◆ Task requirements:
Give all of the data below again exactly, and drop the images.

= = = = =

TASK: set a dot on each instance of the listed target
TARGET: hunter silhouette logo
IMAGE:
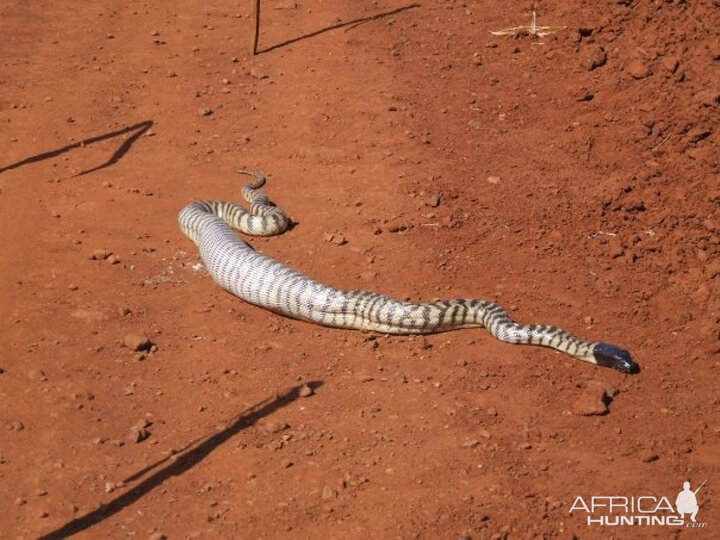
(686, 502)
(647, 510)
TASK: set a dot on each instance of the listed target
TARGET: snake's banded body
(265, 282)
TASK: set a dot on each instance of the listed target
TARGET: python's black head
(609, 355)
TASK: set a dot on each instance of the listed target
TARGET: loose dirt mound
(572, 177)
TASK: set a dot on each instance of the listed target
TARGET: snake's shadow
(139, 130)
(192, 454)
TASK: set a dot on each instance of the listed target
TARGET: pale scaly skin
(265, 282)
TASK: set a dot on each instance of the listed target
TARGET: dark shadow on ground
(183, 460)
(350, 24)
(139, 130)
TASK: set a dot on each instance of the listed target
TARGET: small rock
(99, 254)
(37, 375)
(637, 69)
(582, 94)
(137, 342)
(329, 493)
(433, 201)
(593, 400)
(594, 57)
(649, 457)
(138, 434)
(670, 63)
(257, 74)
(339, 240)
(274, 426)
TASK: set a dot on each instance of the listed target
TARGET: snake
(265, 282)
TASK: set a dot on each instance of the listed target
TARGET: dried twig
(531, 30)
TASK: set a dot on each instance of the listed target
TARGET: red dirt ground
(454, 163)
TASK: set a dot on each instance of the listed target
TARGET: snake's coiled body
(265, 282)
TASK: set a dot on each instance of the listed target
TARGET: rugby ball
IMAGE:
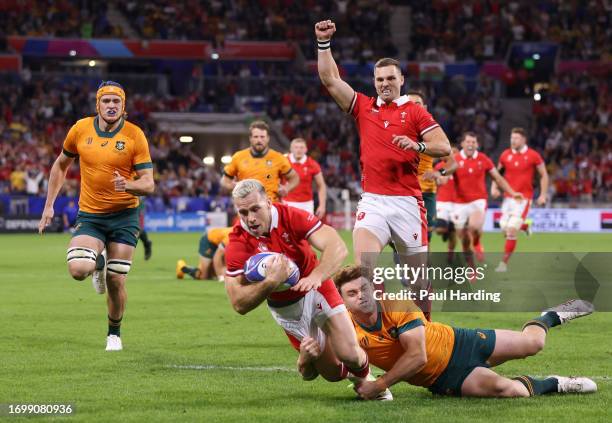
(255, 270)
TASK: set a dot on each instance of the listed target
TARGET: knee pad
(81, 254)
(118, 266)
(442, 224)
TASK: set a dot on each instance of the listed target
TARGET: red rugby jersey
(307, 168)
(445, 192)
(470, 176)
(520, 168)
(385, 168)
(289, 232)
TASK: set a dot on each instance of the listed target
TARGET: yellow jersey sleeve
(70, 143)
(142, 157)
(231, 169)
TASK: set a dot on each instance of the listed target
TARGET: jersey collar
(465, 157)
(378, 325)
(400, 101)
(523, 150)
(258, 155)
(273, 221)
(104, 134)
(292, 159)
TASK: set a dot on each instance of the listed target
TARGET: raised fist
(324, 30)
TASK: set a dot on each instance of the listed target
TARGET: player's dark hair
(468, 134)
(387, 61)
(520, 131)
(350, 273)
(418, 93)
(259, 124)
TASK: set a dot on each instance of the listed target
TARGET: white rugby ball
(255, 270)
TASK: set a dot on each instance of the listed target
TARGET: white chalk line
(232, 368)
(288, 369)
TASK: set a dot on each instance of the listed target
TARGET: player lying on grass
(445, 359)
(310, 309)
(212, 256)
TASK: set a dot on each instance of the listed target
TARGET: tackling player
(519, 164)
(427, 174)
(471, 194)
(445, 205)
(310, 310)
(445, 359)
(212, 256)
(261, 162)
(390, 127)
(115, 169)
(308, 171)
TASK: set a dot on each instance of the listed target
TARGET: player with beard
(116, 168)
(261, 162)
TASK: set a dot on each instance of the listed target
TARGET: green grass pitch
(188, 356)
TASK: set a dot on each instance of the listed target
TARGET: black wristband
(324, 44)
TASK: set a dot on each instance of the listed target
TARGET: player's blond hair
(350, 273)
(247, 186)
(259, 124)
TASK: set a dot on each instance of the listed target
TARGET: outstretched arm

= = = = =

◆ Result below:
TASK: set a dot on each instance of the listed target
TARGET: hunter silhouette logo
IMAGE:
(686, 502)
(647, 510)
TASK: set a dot on each instance of the listed target
TARGET: snake's banded body
(265, 282)
TASK: set a dot on each instance of the listed target
TARGET: python's black head
(609, 355)
TASK: set a dot on each instance of the listed target
TARGET: loose dirt mound
(572, 177)
TASK: set a dot on each instance of the listed target
TARGET: snake's shadow
(139, 130)
(192, 454)
TASK: set a dot on each instance of the listed target
TARGET: pale scaly skin
(265, 282)
TASK: set a dot on each instance of the listed target
TARGET: dark shadow on ground
(183, 460)
(350, 24)
(139, 130)
TASK: set a dot on each instance of the listed target
TARGET: small rock
(99, 254)
(37, 375)
(637, 69)
(582, 94)
(137, 342)
(329, 493)
(433, 201)
(593, 400)
(594, 57)
(649, 457)
(138, 434)
(670, 63)
(257, 74)
(339, 240)
(274, 426)
TASK: set a dot on each instance of the listed target
TARGET: snake
(265, 282)
TASK: set a dot on each instance of the listed target
TARGET: dried twig
(531, 30)
TASK: set a dot on each instance of the listed target
TARGET: red dirt ground
(454, 163)
TASK: set a dot on each instance of the listed target
TARGET: snake's coiled body
(265, 282)
TASK: set a dot on each instance of the listed target
TARGET: rugby ball
IMAGE:
(255, 270)
TASK: set a dot on each instance of the listed target
TARGET: knee pad
(81, 254)
(118, 266)
(442, 224)
TASK: set a dot on each instance of the listed target
TARGET: red rugby jersey
(307, 168)
(445, 192)
(470, 176)
(520, 168)
(385, 168)
(289, 232)
TASK: set a dot on each instance of the listed target
TARGET: yellow jersey sleeve
(70, 143)
(142, 157)
(231, 169)
TASK: set a dot on each instance of the listed target
TARGET: jersey collar
(465, 157)
(378, 325)
(400, 101)
(523, 150)
(258, 155)
(273, 221)
(104, 134)
(292, 159)
TASK: set a dot on each instance of the listed target
TARGET: raised fist
(324, 30)
TASK: set a dot on each instance of the listed target
TARGET: player's dark hair
(468, 134)
(387, 61)
(520, 131)
(350, 273)
(418, 93)
(259, 124)
TASK: set a dot on each instance of the listed target
TARGET: white rugby ball
(255, 270)
TASK: set a dot on each instance of the listed target
TARGET: white chalk line
(232, 368)
(288, 369)
TASK: set a dot on each instance of the listed target
TARGET: player lying on grass
(445, 359)
(310, 309)
(212, 256)
TASK: set a dot on each instance of the listed target
TARGET: tackling player
(519, 164)
(427, 174)
(471, 194)
(445, 205)
(310, 310)
(445, 359)
(212, 256)
(261, 162)
(390, 127)
(115, 169)
(308, 171)
TASK: set a dot on each instance of the listed target
TARGET: player with beard
(116, 168)
(261, 162)
TASK: set a dot on each instance of the listed target
TARGET: green grass pitch
(188, 356)
TASK: set a dot on each instance of the listed target
TARGET: black wristband
(324, 44)
TASK: set a dot on each instance of the listed target
TARGET: player's blond hair
(350, 273)
(247, 186)
(259, 124)
TASK: set a dot on each instance of the listed target
TARGET: outstretched arm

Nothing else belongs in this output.